Written task —
Transcribe the records verbatim, beginning with their first line and continuing through the line that contains "box: [3, 388, 913, 623]", with both of those lines included.

BEGIN Exercise material

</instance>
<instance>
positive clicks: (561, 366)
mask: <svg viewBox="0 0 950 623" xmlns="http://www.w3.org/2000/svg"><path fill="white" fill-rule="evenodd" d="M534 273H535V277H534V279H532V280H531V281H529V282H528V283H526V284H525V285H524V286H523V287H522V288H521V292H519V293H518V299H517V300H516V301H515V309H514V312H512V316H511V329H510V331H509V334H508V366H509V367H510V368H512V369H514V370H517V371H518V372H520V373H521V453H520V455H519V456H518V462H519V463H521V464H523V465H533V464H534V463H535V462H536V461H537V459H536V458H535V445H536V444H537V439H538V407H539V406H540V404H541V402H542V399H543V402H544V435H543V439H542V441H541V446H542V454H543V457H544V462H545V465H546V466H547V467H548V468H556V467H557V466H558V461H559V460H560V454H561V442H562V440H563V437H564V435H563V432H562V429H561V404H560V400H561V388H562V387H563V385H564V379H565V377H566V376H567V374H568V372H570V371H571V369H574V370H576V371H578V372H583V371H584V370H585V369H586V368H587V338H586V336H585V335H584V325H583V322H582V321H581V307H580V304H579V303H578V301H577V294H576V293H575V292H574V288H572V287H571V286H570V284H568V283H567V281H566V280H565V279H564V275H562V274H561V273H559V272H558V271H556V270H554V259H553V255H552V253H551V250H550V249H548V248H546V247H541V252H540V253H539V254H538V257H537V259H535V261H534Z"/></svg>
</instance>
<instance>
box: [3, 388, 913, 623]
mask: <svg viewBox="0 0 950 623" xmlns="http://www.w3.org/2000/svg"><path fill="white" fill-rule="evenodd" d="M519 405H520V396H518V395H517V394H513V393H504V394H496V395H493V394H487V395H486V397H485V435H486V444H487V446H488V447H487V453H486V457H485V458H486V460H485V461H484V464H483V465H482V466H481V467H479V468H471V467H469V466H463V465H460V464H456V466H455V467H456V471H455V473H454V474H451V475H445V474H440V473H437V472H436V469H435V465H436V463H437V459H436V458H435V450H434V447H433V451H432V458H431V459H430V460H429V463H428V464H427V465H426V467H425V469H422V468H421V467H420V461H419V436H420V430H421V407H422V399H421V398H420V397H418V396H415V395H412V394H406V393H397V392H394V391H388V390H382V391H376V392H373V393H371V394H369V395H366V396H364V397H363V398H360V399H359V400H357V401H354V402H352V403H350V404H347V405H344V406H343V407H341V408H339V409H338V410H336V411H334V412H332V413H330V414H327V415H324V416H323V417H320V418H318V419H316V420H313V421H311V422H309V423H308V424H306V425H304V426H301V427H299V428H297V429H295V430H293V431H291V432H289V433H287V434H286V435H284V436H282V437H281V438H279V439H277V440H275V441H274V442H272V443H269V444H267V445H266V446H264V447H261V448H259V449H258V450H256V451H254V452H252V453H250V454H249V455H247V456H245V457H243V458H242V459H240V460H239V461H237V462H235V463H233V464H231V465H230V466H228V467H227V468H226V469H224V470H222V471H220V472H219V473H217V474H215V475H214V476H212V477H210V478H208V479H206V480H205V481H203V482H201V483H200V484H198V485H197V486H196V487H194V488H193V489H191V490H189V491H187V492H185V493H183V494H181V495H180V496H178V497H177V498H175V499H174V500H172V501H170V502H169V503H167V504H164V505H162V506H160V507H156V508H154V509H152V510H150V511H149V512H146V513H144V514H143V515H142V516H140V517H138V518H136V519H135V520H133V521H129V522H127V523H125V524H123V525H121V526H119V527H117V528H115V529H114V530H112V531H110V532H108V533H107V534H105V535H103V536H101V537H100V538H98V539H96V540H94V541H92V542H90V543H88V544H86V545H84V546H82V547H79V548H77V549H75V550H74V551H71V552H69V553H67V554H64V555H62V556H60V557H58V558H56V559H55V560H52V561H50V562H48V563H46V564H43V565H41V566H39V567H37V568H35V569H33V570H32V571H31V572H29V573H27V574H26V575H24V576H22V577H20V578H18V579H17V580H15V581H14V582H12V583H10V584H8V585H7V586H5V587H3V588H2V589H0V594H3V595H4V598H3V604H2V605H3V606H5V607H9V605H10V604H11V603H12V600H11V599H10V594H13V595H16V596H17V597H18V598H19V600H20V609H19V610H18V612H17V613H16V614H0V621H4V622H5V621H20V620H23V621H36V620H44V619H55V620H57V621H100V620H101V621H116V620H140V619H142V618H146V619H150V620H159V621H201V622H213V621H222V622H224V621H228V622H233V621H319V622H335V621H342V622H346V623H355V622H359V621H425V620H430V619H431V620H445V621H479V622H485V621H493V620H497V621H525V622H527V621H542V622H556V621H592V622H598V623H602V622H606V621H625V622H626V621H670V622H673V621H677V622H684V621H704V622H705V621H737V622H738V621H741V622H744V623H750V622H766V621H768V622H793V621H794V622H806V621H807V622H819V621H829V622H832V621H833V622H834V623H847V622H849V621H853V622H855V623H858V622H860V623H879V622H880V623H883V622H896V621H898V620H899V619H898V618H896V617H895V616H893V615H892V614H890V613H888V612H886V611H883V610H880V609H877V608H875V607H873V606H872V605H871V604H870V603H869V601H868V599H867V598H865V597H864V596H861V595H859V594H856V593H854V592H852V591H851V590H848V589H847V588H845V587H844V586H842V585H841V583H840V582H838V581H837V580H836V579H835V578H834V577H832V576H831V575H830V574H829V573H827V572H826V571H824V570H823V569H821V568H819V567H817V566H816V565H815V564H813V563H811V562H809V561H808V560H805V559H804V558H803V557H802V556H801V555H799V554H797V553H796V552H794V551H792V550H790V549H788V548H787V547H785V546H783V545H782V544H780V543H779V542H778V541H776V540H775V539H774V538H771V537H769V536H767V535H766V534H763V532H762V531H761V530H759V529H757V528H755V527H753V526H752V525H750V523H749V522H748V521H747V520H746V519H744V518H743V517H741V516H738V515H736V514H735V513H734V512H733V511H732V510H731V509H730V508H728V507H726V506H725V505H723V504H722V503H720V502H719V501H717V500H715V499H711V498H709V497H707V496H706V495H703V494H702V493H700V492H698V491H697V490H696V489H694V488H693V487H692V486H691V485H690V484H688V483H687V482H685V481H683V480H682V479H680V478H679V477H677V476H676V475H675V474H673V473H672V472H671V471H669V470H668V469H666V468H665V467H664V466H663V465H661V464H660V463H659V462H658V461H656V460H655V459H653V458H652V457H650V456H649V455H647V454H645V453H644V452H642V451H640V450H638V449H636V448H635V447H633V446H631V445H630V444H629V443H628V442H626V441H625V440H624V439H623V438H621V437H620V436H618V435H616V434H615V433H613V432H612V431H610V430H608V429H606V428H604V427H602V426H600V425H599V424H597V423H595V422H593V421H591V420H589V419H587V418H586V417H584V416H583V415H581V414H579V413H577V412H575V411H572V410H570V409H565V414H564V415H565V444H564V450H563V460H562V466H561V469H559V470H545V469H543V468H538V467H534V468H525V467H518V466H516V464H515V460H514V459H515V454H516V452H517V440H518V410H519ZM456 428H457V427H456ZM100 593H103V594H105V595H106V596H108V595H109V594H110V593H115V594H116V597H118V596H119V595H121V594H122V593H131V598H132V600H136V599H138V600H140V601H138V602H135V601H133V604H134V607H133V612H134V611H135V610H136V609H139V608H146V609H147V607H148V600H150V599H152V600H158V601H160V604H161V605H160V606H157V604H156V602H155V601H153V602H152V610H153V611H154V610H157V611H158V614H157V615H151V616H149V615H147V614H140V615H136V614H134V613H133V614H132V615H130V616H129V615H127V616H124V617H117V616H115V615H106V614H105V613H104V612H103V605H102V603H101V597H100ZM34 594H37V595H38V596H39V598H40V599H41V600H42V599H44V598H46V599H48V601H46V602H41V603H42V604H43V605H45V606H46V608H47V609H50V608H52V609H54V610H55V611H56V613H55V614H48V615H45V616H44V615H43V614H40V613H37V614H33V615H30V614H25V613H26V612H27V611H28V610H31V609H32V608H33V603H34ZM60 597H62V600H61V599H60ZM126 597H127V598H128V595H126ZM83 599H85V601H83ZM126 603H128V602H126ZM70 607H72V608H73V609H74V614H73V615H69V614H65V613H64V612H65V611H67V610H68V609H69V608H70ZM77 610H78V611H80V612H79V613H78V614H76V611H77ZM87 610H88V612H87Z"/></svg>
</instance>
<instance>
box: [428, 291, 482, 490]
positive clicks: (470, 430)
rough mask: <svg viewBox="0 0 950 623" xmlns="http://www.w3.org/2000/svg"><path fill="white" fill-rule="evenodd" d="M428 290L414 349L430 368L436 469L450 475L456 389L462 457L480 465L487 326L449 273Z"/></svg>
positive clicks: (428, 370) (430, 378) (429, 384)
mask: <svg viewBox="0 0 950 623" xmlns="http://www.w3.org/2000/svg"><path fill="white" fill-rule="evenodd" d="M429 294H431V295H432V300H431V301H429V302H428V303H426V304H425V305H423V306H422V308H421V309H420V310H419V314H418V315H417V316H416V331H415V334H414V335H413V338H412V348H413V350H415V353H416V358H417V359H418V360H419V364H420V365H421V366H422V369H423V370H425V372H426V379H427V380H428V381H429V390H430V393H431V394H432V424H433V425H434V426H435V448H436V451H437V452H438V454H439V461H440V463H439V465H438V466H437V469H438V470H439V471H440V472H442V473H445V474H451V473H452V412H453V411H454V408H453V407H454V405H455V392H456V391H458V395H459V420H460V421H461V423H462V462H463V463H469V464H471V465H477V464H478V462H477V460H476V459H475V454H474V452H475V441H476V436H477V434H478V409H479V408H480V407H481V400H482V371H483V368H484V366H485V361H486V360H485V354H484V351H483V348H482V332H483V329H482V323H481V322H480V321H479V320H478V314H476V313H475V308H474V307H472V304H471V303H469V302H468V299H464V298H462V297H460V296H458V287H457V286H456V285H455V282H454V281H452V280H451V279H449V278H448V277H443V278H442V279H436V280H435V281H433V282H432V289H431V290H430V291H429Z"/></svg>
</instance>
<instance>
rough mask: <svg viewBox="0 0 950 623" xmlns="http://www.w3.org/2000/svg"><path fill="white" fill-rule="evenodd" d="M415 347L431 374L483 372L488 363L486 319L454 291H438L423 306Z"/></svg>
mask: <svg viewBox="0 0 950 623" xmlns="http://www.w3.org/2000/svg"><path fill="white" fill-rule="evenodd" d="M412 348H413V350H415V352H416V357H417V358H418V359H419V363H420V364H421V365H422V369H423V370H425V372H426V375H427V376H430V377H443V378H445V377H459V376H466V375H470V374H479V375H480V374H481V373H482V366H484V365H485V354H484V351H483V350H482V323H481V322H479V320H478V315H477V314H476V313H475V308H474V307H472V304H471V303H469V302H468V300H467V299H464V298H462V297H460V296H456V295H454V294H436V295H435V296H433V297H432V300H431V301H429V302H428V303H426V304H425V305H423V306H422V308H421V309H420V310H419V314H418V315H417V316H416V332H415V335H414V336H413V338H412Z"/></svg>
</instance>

END Exercise material

Solved problem —
</instance>
<instance>
positive clicks: (561, 366)
mask: <svg viewBox="0 0 950 623" xmlns="http://www.w3.org/2000/svg"><path fill="white" fill-rule="evenodd" d="M534 273H535V277H534V279H532V280H531V281H529V282H528V283H526V284H525V285H524V286H523V287H522V288H521V292H519V293H518V299H517V300H516V301H515V309H514V312H512V316H511V329H510V331H509V334H508V366H509V367H510V368H512V369H514V370H517V371H518V372H520V373H521V453H520V455H519V456H518V462H519V463H521V464H523V465H533V464H534V463H535V462H536V461H537V459H536V458H535V445H536V444H537V439H538V407H539V406H540V404H541V402H542V399H543V402H544V435H543V439H542V441H541V446H542V454H543V457H544V462H545V465H546V466H547V467H548V468H556V467H557V466H558V461H559V460H560V454H561V442H562V440H563V437H564V435H563V432H562V429H561V404H560V400H561V388H562V387H563V385H564V379H565V377H566V376H567V374H568V372H570V371H571V369H574V370H576V371H578V372H583V371H584V370H585V369H586V368H587V338H586V336H585V335H584V325H583V322H582V321H581V307H580V304H579V303H578V301H577V294H576V293H575V292H574V288H572V287H571V286H570V284H568V283H567V281H566V280H565V279H564V275H562V274H561V273H559V272H558V271H556V270H554V259H553V255H552V253H551V250H550V249H548V248H546V247H541V252H540V253H539V254H538V257H537V259H535V261H534Z"/></svg>
</instance>
<instance>
box: [3, 388, 913, 623]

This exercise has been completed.